____ PASSAGE SHOWN

Should I create a new document type for "shorts" or use existing "article" type?

3 replies
Last updated: May 11, 2022
seeking opinions.
i have a blog, basically a travel journal. I have all the posts in a document type of
article
and am considering adding a new type of content. i'm essentially calling them
shorts
and they are mainly quick thoughts, almost like a tweet. for now i see them in three buckets, general, coffee and cocktails.
my question is .. would you make a new document type of
short
or would it be better to keep them inside the
article
type?
i don't really want them flowing in with the rest of the blog content, and would likely always query them separately ... which is why i am considering a new document type. but then part of me feels like i'm over complicating it and should just continue to use the
article
type.
thoughts? opinions? tia
AI Update

Based on your description, I'd recommend creating a separate short document type. Here's why your instinct is right:

Separate document types make sense when:

  • Content has different purposes and presentation (travel articles vs. quick thoughts)
  • You'll query them separately (which you mentioned)
  • They have different fields/structure (shorts probably don't need all the fields articles have)
  • You want to manage them differently in the Studio

Practical benefits for your use case:

  1. Cleaner queries - You can do *[_type == "short"] without filtering out articles every time
  2. Different schemas - Shorts probably don't need a hero image, long body text, or other article fields. Keep them lightweight with just what you need (text, category, date)
  3. Better Studio experience - You can create separate desk structure sections, different preview layouts, or even custom input components specific to shorts
  4. Future flexibility - If you want to add features specific to shorts (like a character limit, different publishing workflow, or special formatting), it's much easier with separate types

Simple implementation:

// schemas/short.js
export default {
  name: 'short',
  type: 'document',
  title: 'Short',
  fields: [
    {
      name: 'text',
      type: 'text',
      title: 'Text',
      validation: Rule => Rule.required().max(280)

________
____ DATA RECORDS

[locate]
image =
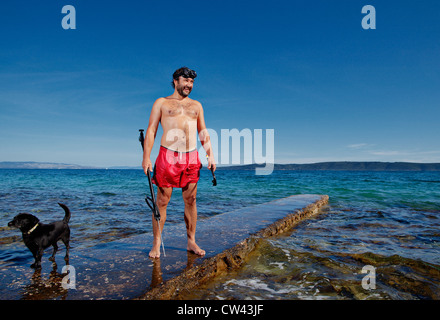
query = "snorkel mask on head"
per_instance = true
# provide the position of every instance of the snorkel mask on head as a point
(183, 72)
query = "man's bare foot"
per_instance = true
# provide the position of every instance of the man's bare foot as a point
(155, 251)
(193, 247)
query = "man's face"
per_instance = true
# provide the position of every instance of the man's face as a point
(184, 86)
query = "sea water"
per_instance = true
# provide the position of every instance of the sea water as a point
(387, 220)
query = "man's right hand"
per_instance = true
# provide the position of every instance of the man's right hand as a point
(147, 165)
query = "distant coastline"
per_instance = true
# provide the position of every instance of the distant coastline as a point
(319, 166)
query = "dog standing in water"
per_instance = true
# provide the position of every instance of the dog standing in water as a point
(38, 236)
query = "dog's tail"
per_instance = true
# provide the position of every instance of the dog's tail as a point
(67, 211)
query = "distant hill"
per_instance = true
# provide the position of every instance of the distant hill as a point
(329, 166)
(347, 166)
(39, 165)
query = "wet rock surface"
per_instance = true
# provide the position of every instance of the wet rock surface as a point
(122, 269)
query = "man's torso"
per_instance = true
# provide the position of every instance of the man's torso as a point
(179, 123)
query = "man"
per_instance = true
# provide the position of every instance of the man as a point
(178, 164)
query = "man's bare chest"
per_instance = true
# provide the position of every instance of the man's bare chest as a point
(176, 109)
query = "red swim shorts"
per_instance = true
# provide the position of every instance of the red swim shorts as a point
(176, 169)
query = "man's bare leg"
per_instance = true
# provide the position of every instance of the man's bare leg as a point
(162, 200)
(189, 194)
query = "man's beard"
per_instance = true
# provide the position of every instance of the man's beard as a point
(181, 91)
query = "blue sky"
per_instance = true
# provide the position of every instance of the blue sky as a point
(331, 90)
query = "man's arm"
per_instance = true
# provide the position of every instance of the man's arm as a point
(205, 139)
(150, 135)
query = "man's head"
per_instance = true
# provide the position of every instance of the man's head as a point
(183, 80)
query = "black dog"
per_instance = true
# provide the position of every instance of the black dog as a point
(38, 236)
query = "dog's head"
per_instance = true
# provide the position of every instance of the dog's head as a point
(24, 222)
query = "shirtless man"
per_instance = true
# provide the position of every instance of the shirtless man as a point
(178, 164)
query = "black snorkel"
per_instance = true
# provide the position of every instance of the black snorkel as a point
(151, 201)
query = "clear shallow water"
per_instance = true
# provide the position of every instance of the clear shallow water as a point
(390, 220)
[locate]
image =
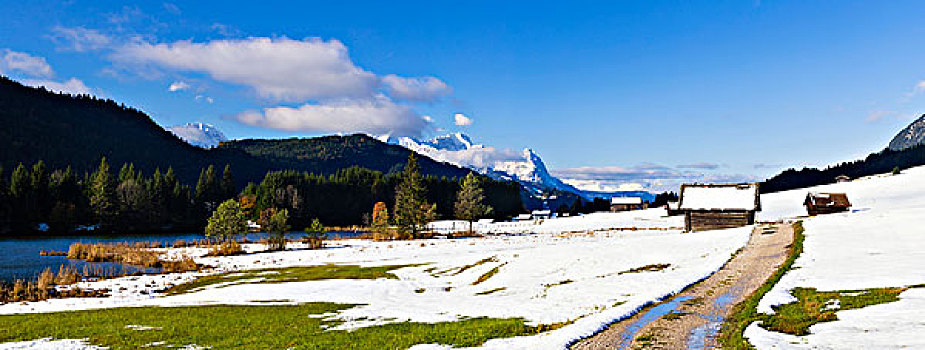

________

• OBJECTIVES:
1/ In the forum post about document types, rewrite the text between "thoughts? opinions? tia" and "vs. quick thoughts)", inclusive, and change "travel articles" to "travel stories".
2/ According to the forum post about document types, into which three buckets does the blogger sort the shorts for now?

• TASK-BY-TASK ANSWERS:
1/
thoughts? opinions? tia
AI Update

Based on your description, I'd recommend creating a separate short document type. Here's why your instinct is right:

Separate document types make sense when:

  • Content has different purposes and presentation (travel stories vs. quick thoughts)

2/ General, coffee and cocktails.